**Document text**
╭──
We are evolving as human beings to honor the gifts of what has been denigrated as the “herd mentality,” fortunate to have horses in our lives, along with intention circles, and all kinds of heartening community responses, to remind us of this higher ground.
Heightened sensing of the environment / the subtle energetics in our surroundings.
The flick of an ear, the widening eye, then a calming eye, the swish of a tail, a wiggle in one nostril, a raised head: horses’ nonverbal cues fuel my conversations with them. Their attunement to all around them wakes up my whole body as I engage in similar manner. First, I’m noticing what they notice in our surroundings, and then I’m noticing what I’d not recognized before in other people. Subtle cues begin to have significance: tone of voice, the flick of a lock of hair, bright eyes gone flat. I take it in from my own eyes, ears, skin. I feel it in my gut. I figure all this has been available to me before, but now I’m paying attention, exploring its significance, like one of my favorite detectives whose stories I may be in danger of ODing on in the coming days. Boredom is a thing of the past. And then, as the subtle and even unseen becomes available, a wonder unfolds. I take it into my heart and feel a growing joy there, a confidence in being held and participating in a sparkling web that connects us all. We are kin with all of the natural world, even the living cosmos.
╰──
**Input data**
╭──
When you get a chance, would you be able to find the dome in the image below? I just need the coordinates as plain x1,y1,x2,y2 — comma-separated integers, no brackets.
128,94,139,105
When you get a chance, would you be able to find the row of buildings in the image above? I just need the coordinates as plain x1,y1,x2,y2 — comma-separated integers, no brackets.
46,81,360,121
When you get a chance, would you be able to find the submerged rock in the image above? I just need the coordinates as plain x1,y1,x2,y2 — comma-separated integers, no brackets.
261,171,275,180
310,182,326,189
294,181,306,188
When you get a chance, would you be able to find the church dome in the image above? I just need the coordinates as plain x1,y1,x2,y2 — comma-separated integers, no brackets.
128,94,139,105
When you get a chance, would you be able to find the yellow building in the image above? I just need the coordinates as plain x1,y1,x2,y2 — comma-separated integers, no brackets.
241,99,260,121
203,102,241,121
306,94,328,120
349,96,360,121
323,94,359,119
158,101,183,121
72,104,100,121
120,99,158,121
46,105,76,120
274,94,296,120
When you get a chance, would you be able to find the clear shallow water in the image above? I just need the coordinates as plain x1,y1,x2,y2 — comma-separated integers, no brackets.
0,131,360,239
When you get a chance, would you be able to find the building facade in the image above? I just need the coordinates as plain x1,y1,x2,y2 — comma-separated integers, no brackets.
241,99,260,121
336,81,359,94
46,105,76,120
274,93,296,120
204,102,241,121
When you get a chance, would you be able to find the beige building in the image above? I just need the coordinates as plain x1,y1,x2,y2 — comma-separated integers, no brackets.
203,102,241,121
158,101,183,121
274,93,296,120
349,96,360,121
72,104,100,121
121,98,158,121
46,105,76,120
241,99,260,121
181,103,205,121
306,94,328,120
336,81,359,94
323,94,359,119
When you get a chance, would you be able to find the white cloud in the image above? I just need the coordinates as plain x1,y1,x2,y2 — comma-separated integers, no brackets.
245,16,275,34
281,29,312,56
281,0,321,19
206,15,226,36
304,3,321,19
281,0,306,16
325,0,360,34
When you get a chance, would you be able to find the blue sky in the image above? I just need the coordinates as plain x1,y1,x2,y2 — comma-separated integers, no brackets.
╰──
**List of tasks**
[1] Can you quote the passage on horses word for word, everything from "We are evolving" down to "in our surroundings."?
[2] Answer these questions using the passage on horses:
(a) What name has been used to denigrate the gifts that people are said to be evolving to honor?
(b) Through which three parts of the body does the writer say they take in subtle cues?
(c) What does the writer call a thing of the past?
[3] How would you translate this sentence from the passage on horses into Spanish: "I take it in from my own eyes, ears, skin."
The records are separate material, unrelated to the passage on horses.

**Outputs by task**
[1]
We are evolving as human beings to honor the gifts of what has been denigrated as the “herd mentality,” fortunate to have horses in our lives, along with intention circles, and all kinds of heartening community responses, to remind us of this higher ground.
Heightened sensing of the environment / the subtle energetics in our surroundings.

[2]
(a) The "herd mentality."
(b) Their own eyes, ears, and skin.
(c) Boredom.

[3] Lo capto con mis propios ojos, oídos, piel.